**AUFGABENSTELLUNG:**
Gib aus dem Textauszug über das Fußballspiel die Stelle wortgetreu wieder, beginnend mit „Noch in der“ und weiter bis einschließlich „es befürchtet haben.“.

Noch in der ersten Halbzeit fällt das 2:0, die Kurve tobt und das Spiel ist im Grunde entschieden. Herausragend ist der Spieler mit der Nummer 6, Capuano sein Name. Technisch mehr als limitiert, aber mit einem bomben Schuss und einem wahnsinnigen Einsatz. Immer hart gegen sich und vor allem den Gegner. Überhaupt ist das Spiel recht hart, viele Fouls, teilweise absolut an der Grenze. Spielerisch nicht so schlimm, wie wir es befürchtet haben.

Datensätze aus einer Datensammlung
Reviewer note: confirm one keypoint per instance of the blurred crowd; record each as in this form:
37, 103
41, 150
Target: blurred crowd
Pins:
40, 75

**LÖSUNG:**
Noch in der ersten Halbzeit fällt das 2:0, die Kurve tobt und das Spiel ist im Grunde entschieden. Herausragend ist der Spieler mit der Nummer 6, Capuano sein Name. Technisch mehr als limitiert, aber mit einem bomben Schuss und einem wahnsinnigen Einsatz. Immer hart gegen sich und vor allem den Gegner. Überhaupt ist das Spiel recht hart, viele Fouls, teilweise absolut an der Grenze. Spielerisch nicht so schlimm, wie wir es befürchtet haben.